> _PROBLEM TO WORK ON_
Please copy out the stretch of rows below from their start through the line containing "(532, 318), (623, 500)", reproducing each line exactly and including both ends.

[Stored rows]
++++++++

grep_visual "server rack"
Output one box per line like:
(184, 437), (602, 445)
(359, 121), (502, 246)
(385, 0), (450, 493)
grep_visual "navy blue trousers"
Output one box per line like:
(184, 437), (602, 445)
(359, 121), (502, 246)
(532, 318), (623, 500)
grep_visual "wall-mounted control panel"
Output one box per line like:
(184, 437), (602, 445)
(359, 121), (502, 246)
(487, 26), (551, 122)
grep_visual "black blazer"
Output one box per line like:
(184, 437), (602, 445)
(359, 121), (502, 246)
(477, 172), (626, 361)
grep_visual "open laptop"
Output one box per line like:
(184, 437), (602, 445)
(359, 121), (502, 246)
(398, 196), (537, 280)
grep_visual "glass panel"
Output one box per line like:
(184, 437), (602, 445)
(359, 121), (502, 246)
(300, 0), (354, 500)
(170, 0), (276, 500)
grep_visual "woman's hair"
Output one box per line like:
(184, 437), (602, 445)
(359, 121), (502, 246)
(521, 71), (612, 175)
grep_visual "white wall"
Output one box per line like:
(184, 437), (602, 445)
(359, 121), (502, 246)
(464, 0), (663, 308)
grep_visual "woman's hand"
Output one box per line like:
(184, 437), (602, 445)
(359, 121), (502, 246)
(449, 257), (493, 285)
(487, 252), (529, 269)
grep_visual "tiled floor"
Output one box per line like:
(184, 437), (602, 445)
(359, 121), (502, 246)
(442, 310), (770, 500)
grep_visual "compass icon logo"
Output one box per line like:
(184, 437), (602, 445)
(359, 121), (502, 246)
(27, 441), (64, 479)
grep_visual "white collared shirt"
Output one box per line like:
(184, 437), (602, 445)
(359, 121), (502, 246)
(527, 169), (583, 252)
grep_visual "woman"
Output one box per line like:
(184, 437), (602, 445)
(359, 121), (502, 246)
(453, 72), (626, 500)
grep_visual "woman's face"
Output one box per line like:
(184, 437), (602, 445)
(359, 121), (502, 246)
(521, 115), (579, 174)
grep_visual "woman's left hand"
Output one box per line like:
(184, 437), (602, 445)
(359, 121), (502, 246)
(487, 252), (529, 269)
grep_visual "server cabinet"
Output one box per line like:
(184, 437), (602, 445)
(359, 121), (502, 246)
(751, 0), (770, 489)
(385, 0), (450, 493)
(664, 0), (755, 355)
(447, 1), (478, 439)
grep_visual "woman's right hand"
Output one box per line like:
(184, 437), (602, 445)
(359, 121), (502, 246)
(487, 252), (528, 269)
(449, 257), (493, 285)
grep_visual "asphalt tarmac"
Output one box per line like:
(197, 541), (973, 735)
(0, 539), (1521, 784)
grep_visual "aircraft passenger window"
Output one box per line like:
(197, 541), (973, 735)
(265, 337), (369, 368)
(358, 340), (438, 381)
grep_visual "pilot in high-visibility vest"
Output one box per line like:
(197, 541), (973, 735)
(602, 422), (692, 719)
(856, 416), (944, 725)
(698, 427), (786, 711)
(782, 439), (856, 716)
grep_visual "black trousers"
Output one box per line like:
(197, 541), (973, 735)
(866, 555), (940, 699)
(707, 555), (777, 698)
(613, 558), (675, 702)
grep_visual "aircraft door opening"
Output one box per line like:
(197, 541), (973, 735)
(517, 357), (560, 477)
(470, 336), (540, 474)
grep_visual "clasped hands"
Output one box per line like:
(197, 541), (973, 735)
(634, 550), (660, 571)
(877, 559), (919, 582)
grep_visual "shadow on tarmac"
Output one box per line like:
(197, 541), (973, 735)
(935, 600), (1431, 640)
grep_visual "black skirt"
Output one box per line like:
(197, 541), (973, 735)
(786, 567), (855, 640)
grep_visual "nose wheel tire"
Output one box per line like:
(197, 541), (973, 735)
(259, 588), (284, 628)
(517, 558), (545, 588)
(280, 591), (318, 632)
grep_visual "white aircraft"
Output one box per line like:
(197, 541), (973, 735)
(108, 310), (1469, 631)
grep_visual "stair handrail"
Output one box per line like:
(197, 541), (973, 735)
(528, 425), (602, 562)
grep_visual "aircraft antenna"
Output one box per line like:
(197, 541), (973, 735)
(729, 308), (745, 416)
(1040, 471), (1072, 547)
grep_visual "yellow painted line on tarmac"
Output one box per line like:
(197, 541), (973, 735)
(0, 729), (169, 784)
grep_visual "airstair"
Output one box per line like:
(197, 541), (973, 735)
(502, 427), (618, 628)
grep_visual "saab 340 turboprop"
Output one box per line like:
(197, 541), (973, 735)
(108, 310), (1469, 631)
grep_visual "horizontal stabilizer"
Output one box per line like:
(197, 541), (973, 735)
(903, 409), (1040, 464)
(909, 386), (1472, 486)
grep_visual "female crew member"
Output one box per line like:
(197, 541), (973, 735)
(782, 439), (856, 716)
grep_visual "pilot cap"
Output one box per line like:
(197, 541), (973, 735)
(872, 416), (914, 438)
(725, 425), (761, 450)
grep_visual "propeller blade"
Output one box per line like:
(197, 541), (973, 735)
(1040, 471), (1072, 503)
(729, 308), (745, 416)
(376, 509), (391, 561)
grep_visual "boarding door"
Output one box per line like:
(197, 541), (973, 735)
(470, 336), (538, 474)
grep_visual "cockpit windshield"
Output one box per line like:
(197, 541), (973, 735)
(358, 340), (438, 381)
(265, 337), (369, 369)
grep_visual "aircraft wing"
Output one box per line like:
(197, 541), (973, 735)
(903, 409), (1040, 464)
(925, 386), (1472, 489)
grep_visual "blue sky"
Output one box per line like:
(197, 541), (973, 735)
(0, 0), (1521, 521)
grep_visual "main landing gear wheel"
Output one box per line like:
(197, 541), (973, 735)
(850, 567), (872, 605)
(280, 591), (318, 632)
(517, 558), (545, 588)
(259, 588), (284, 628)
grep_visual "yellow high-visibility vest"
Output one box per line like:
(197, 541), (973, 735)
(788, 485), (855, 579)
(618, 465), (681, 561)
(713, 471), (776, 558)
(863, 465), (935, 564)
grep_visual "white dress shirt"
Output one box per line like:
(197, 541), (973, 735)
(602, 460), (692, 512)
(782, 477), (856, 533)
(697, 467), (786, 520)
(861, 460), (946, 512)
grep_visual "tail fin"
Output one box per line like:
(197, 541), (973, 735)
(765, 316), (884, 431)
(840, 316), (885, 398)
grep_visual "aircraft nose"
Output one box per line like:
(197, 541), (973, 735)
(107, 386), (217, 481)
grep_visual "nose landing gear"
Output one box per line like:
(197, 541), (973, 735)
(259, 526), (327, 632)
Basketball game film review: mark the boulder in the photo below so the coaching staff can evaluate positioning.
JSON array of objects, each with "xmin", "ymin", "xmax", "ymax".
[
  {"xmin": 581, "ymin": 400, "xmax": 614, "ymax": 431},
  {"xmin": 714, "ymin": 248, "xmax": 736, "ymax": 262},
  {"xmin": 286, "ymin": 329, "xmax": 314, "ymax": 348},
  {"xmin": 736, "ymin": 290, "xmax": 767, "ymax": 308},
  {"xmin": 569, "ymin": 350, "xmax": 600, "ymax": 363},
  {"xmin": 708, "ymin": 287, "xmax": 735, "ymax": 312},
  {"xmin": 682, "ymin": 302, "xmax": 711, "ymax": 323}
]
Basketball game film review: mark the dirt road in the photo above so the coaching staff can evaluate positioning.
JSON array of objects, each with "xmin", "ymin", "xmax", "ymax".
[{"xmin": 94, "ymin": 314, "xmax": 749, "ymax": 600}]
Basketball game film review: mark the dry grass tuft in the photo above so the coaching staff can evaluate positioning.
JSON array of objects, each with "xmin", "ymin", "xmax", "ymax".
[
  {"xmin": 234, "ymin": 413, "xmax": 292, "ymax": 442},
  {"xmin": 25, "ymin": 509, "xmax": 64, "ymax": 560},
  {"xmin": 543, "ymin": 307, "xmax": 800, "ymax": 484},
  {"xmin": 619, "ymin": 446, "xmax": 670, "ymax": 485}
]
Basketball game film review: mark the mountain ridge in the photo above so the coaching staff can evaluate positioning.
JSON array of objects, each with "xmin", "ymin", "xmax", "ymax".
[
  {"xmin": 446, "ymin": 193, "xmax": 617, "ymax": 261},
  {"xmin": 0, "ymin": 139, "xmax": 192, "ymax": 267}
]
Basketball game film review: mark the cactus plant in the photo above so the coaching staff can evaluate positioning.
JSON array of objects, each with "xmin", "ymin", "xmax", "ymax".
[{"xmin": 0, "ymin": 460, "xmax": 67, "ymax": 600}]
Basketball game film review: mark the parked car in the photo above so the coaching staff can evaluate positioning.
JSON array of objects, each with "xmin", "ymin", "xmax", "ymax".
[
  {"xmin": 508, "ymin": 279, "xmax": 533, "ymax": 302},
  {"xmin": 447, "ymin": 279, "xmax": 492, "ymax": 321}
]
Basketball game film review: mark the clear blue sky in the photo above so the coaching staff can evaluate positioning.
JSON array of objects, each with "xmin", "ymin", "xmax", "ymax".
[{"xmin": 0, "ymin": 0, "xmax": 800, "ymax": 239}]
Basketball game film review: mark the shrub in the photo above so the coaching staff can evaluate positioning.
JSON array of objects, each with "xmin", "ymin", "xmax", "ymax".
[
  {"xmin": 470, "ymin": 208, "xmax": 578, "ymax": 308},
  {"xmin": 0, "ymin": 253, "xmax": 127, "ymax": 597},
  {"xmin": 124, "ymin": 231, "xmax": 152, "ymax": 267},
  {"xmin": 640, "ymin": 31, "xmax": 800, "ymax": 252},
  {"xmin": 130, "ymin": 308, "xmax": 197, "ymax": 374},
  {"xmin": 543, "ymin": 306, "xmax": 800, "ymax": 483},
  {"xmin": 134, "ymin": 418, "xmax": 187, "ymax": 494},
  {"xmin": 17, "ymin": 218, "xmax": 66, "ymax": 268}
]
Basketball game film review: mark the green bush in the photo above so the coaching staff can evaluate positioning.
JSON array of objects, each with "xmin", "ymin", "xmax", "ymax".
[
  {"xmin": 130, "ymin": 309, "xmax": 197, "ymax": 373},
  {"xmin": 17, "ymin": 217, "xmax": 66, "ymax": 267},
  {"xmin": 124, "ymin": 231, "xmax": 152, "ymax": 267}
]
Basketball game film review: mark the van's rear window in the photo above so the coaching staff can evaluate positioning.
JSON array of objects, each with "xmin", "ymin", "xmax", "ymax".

++++++++

> _REPLY TO THE TASK_
grep_visual "server rack"
Output one box per line like:
(184, 437), (602, 445)
(359, 121), (502, 246)
(385, 0), (450, 493)
grep_visual "navy blue trousers"
Output one box per line like:
(184, 437), (602, 445)
(359, 121), (502, 246)
(532, 318), (623, 500)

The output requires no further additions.